--- Exercise inputs ---

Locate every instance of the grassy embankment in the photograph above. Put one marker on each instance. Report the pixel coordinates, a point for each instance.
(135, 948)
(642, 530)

---
--- Exercise inputs ---

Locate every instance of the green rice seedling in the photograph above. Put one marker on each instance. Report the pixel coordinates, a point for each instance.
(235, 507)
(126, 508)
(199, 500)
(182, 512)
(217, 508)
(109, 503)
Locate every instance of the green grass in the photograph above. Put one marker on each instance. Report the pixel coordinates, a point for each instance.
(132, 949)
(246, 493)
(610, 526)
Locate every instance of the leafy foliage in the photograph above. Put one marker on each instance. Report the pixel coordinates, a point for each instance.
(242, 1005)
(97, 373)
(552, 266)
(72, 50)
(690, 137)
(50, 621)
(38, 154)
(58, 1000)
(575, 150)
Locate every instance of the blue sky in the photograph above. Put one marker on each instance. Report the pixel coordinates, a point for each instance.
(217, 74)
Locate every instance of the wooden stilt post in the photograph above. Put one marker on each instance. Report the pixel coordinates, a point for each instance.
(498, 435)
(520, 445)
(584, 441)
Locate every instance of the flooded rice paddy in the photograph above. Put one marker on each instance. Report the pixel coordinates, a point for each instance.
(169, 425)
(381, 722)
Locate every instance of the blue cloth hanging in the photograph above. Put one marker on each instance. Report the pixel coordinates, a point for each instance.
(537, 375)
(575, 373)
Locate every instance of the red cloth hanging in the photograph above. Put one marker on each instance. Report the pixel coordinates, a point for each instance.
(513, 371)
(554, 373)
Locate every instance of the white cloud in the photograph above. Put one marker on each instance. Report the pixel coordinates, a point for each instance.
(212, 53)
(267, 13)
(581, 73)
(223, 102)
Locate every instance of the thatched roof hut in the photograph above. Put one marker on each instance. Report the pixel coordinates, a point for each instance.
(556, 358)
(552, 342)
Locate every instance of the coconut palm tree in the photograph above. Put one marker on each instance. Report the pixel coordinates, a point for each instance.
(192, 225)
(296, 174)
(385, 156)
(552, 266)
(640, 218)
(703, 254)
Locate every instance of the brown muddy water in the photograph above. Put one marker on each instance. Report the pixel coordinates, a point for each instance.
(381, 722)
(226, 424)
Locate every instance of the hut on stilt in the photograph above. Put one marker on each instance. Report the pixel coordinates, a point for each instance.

---
--- Exercise inputs ---

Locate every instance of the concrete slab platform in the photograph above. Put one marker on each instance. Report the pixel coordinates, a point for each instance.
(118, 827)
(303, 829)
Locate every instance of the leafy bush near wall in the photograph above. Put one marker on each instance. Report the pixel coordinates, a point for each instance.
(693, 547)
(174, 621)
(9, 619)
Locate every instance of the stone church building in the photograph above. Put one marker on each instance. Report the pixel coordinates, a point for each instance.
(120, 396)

---

> Aim of the exercise
Recast the stretch from the line containing "Locate every instance of the coconut" through the line containing "Locate every instance of the hut" as a Markdown table with the columns Row and Text. Number each line and leave out any blank lines.

> Full solution
| Row | Text |
|---|---|
| 1 | Locate every instance of the coconut palm tree in the photograph above. Put one marker on each instance. Report the pixel coordinates, a point for each instance. |
| 2 | (192, 225) |
| 3 | (296, 174) |
| 4 | (385, 156) |
| 5 | (552, 266) |
| 6 | (640, 218) |
| 7 | (703, 254) |
| 8 | Locate every instance of the brown muddy water in the photograph above. Put one marker on each instance. Report the pixel coordinates, a point for each instance. |
| 9 | (381, 722) |
| 10 | (226, 424) |
| 11 | Locate every instance of the hut on stilt in the photograph above. Put one marker on each instance. Report the pixel coordinates, a point for each instance. |